*** Information provided Section Begins ***

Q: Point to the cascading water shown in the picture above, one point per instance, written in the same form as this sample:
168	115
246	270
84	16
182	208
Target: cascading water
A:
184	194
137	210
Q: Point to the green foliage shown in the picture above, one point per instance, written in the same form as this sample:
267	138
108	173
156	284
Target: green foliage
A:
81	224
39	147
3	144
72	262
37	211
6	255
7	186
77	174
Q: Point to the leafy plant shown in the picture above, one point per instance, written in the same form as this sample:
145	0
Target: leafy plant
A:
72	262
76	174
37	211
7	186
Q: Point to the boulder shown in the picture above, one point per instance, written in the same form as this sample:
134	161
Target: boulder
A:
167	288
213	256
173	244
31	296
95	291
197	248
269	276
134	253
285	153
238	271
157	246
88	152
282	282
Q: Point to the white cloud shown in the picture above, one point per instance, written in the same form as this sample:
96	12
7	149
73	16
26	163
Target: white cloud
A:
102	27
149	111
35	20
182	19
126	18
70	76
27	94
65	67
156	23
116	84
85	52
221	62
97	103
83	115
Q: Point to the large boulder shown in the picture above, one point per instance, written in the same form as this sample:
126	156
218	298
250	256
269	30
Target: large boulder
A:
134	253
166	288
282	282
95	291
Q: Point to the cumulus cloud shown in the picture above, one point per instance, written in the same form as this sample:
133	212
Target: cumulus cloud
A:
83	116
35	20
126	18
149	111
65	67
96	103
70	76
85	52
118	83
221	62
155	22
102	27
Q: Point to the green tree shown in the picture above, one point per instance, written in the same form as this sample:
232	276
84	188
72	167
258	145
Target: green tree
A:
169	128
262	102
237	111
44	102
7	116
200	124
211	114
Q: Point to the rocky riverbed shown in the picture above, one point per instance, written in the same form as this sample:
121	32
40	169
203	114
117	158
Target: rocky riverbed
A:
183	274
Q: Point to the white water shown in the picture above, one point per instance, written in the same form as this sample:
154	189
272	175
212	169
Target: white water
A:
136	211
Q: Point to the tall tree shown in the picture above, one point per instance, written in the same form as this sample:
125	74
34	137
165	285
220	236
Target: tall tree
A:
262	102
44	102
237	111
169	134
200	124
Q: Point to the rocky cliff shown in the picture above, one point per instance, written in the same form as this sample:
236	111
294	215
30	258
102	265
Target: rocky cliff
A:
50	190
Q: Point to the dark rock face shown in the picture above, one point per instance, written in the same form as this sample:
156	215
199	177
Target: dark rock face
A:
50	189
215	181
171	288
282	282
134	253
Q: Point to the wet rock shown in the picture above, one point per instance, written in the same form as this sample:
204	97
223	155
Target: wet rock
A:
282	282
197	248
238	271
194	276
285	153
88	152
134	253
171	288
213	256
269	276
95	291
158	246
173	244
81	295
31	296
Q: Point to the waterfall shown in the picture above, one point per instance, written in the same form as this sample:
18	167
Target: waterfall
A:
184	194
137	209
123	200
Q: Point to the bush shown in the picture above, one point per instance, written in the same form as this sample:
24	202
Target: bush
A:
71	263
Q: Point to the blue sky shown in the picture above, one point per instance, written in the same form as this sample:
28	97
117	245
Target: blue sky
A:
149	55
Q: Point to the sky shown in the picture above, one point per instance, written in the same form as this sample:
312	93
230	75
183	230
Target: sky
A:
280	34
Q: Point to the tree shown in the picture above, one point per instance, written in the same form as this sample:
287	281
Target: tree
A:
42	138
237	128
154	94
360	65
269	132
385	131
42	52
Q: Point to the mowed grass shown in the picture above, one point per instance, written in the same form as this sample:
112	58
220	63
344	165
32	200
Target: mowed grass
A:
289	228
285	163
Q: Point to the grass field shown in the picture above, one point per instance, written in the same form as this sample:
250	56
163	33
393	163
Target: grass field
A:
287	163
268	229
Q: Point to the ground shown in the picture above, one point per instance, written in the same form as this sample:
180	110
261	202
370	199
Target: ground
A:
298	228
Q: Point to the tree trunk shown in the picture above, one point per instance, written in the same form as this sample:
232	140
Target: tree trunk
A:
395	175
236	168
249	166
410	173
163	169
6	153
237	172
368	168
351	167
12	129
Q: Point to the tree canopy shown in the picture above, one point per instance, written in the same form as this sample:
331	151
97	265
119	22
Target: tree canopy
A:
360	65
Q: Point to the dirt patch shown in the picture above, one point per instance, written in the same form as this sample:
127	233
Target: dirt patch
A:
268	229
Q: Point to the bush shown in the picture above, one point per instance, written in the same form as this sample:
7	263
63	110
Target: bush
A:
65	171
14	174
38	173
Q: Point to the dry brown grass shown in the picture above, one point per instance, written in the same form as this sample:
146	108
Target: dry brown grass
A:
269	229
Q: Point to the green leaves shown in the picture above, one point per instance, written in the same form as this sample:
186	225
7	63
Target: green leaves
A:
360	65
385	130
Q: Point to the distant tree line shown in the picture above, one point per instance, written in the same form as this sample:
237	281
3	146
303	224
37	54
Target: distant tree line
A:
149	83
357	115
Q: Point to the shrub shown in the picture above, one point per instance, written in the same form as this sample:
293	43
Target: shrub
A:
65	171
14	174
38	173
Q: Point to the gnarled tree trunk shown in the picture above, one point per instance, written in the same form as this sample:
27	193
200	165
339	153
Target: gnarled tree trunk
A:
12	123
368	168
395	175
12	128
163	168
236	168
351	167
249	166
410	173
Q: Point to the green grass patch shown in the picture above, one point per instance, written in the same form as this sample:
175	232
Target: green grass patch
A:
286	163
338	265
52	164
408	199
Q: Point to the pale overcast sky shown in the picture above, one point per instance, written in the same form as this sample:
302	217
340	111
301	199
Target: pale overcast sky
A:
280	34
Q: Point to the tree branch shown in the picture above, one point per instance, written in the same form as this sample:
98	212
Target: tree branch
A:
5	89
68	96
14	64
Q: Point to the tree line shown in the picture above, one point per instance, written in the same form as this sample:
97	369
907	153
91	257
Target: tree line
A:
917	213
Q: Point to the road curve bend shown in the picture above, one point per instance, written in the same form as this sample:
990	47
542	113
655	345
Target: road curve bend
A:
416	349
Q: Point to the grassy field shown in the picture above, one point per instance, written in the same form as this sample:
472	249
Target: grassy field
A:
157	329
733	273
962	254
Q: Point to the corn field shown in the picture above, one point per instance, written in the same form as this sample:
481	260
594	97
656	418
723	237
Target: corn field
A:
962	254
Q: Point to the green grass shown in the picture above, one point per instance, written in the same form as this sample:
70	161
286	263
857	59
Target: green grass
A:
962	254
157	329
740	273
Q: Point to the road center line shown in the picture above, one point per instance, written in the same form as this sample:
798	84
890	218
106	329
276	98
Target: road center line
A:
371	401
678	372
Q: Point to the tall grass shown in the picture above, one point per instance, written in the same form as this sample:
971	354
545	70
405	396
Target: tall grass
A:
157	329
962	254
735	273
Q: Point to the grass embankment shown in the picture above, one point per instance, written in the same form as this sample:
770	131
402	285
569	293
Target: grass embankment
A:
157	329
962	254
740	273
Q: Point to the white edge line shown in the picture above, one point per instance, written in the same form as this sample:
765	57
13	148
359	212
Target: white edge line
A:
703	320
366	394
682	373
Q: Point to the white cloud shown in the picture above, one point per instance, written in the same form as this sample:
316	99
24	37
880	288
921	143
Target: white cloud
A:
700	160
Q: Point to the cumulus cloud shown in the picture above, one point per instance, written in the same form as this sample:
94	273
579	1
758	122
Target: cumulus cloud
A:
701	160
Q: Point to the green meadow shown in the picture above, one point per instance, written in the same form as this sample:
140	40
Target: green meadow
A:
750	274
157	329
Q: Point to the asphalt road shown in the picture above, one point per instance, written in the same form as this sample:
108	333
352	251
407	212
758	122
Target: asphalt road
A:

*** Information provided Section Ends ***

◆ What is expected
For this task, print the records again exactly as they appear.

◆ Solution for this exercise
Q: Point to the cascading water shown in the picture above, one point per instance, written in the same form as this sample:
168	115
246	270
84	16
182	208
Target: cascading water
A:
184	194
137	210
Q: Point to the green foliage shown in the picture above, one point per instance, written in the same form as this sample:
267	138
108	173
156	284
Target: green foliage
A:
81	224
39	147
3	144
72	262
37	211
6	255
7	186
77	174
Q: Point to the leafy plant shown in the picture above, one point per instance, written in the same form as this sample:
145	0
Target: leafy plant
A:
72	262
76	174
37	211
7	186
Q: Point to the boulder shown in the picture above, one point per instance, written in the same form as this sample:
134	161
Target: boulder
A:
167	288
213	256
173	244
31	296
95	291
197	248
269	276
134	253
285	153
238	271
157	246
88	152
282	282
Q: Point to the white cloud shown in the picture above, one point per instance, written in the same form as this sample:
96	12
7	149
73	16
26	163
Target: white cloud
A:
102	27
149	111
35	20
182	19
126	18
70	76
27	94
65	67
156	23
116	84
85	52
221	62
97	103
83	115
Q: Point to the large boulder shown in the picture above, one point per instance, written in the same form as this sample:
126	156
218	298
250	256
269	30
Target: large boulder
A:
134	253
166	288
282	282
95	291
Q: Point to the cumulus cloud shown in the picture above, one point per instance, written in the same form as this sample:
133	212
Target: cumulus cloud
A:
83	116
35	20
126	18
149	111
65	67
96	103
70	76
85	52
118	83
221	62
155	22
102	27
Q: Point to the green tree shown in the picture above, one point per instance, written in the same form as this sample:
232	276
84	188
72	167
258	145
Target: green tree
A:
169	128
262	102
237	111
44	102
7	116
200	124
211	114
Q: Point to the rocky riverbed shown in the picture above, one point per instance, written in the same form as this sample:
121	32
40	169
203	114
117	158
Target: rocky riverbed
A:
183	274
Q: Point to the white water shown in the picture above, one point per instance, written in the same form as this sample:
154	189
272	175
212	169
Target: white water
A:
136	211
Q: Point to the tall tree shown in the picture above, one point per instance, written in the same form as this sample:
125	74
34	137
165	285
220	236
Target: tall tree
A:
262	102
44	102
237	111
169	134
200	124
Q: Point to the rocky cliff shown in the picture above, one point per instance, written in the same form as this sample:
236	111
294	215
30	258
102	265
Target: rocky cliff
A:
50	190
Q: Point to the dark rock face shown in the picture above, one point per instance, written in the same form as this sample:
156	215
199	177
Target: dark rock face
A:
50	189
215	181
171	288
282	282
134	253
Q: Point to the wet rock shown in the picture above, one point per instance, written in the same form as this sample:
204	97
223	155
Target: wet rock
A:
282	282
197	248
238	271
194	276
285	153
88	152
134	253
171	288
213	256
269	276
95	291
158	246
173	244
81	295
31	296
Q: Point to the waterfall shown in the picture above, one point per instance, written in the same form as this sample:
18	167
Target: waterfall
A:
184	194
137	209
123	200
Q: Point to the bush shown in the picture above, one point per instance, written in the same form as this sample:
24	202
Target: bush
A:
71	263
Q: Point to the blue sky shown in the picture above, one point per instance, written in the same form as this sample:
28	97
117	245
Target: blue sky
A:
149	55
Q: Point to the sky shown in the picture above, one point per instance, written in the same form as this sample:
312	93
230	75
183	230
Target: sky
A:
280	34
Q: Point to the tree shown in the picture above, one point per instance, written in the same form as this sample:
287	281
Target: tree
A:
42	138
237	128
154	94
360	65
269	132
385	131
42	52
Q: Point to the mowed grass shown in the picture above, one point per instance, written in the same form as this sample:
112	58
220	63
344	165
32	200
Target: mowed grass
A:
289	228
285	163
Q: Point to the grass field shown in the picture above, one point per instance, written in the same form as this sample:
250	56
163	33
393	163
Target: grass field
A:
287	163
268	229
Q: Point to the ground shown in the picture above, one point per instance, written in the same form as this sample:
180	110
261	202
370	199
Target: ground
A:
298	228
Q: Point to the tree trunk shown in the picture above, one point per instance, written in the same form as this sample:
232	140
Target: tree trunk
A:
395	175
236	168
249	166
410	173
163	169
6	153
237	172
368	168
351	167
12	129
Q: Point to the tree canopy shown in the picture above, one point per instance, written in the same form as this sample:
331	151
97	265
119	22
Target: tree canopy
A:
360	65
Q: Point to the dirt patch shown in the picture above, one point per instance, written in the same form as this sample:
127	233
Target: dirt patch
A:
268	229
Q: Point to the bush shown in the picture above, one point per instance, written in the same form as this sample:
7	263
63	110
Target: bush
A:
65	171
14	174
38	173
Q: Point to the dry brown grass shown in the picture above, one point per instance, written in the same form as this sample:
146	108
Target: dry brown grass
A:
269	229
Q: Point to the green leaves shown in the picture above, one point per instance, written in the same form as this sample:
186	225
7	63
Target: green leaves
A:
360	65
385	130
Q: Point to the distant tree line shown in the picture above, one point per instance, written in the same form as this sample:
237	281
3	146
303	224
37	54
Target: distant tree line
A:
149	83
357	115
Q: Point to the shrub shown in the picture above, one point per instance, written in the same form as this sample:
293	43
Target: shrub
A:
65	171
14	174
38	173
Q: Point to the gnarled tree trunk shown in the picture above, one point per instance, written in the same form as this sample:
27	193
200	165
339	153
Target: gnarled tree trunk
A:
12	123
368	168
395	175
12	128
163	168
236	168
351	167
249	166
410	173
Q: Point to the green grass patch shown in the picture above, one point per instance, written in the same form as this sample:
175	232
Target: green grass patch
A:
286	163
338	265
52	164
408	199
Q: Point to the pale overcast sky shown in the picture above, one point per instance, written in the same form as this sample:
302	217
340	111
301	199
Target: pale overcast sky
A:
280	34
Q: Point to the tree branch shown in the picture above, one point per instance, written in the same form as this sample:
98	212
Target: tree branch
A:
5	89
68	96
14	64
Q: Point to the tree line shown in the picture above, one point per instance, written in the same form as this sample:
97	369
907	153
91	257
Target: tree line
A:
917	213
Q: Point to the road curve bend shown in the picture above, one point per instance, written in the same form as this sample:
990	47
542	113
655	345
Target: road curve bend
A:
416	349
Q: Point to the grassy field shown in the picture above, one point per instance, written in the same form as this sample:
472	249
Target: grassy field
A:
157	329
733	273
962	254
Q: Point to the corn field shown in the picture above, one point per instance, written in the same form as this sample:
481	260
594	97
656	418
723	237
Target: corn field
A:
962	254
Q: Point to the green grass shown in the picture above, one point per instance, written in the same form as this sample:
70	161
286	263
857	59
Target: green grass
A:
962	254
157	329
740	273
Q: Point to the road center line shown in the picture above, one point per instance, written in the same form as this sample:
798	84
890	218
106	329
276	98
Target: road center line
A:
371	401
678	372
Q: Point to the tall grass shown in the picture above, one point per instance, written in the same form as this sample:
971	354
545	70
405	396
Target: tall grass
A:
157	329
962	254
735	273
Q: Point to the grass embankment shown in the picture above, one point per instance, written in the same form as this sample:
770	131
402	285
569	293
Target: grass embankment
A:
157	329
962	254
740	273
Q: Point to the white edge line shown in the picture above, one point per instance, written in the same form as this sample:
765	57
13	148
359	212
Target: white edge line
A:
703	320
366	394
682	373
Q: Point to the white cloud shown in the picture above, one point per instance, written in the same form as this sample:
316	99
24	37
880	288
921	143
Target: white cloud
A:
700	160
Q: Point to the cumulus cloud shown in the picture above, one point per instance, written in the same form as this sample:
94	273
579	1
758	122
Target: cumulus cloud
A:
701	160
Q: Point to the green meadow shown in the picture above, one point per instance, written in the same form as this sample:
140	40
Target: green meadow
A:
750	274
157	329
Q: Point to the asphalt road shown in the picture above, one point per instance, written in the same form as this sample:
108	333
352	251
407	212
758	122
Target: asphalt road
A:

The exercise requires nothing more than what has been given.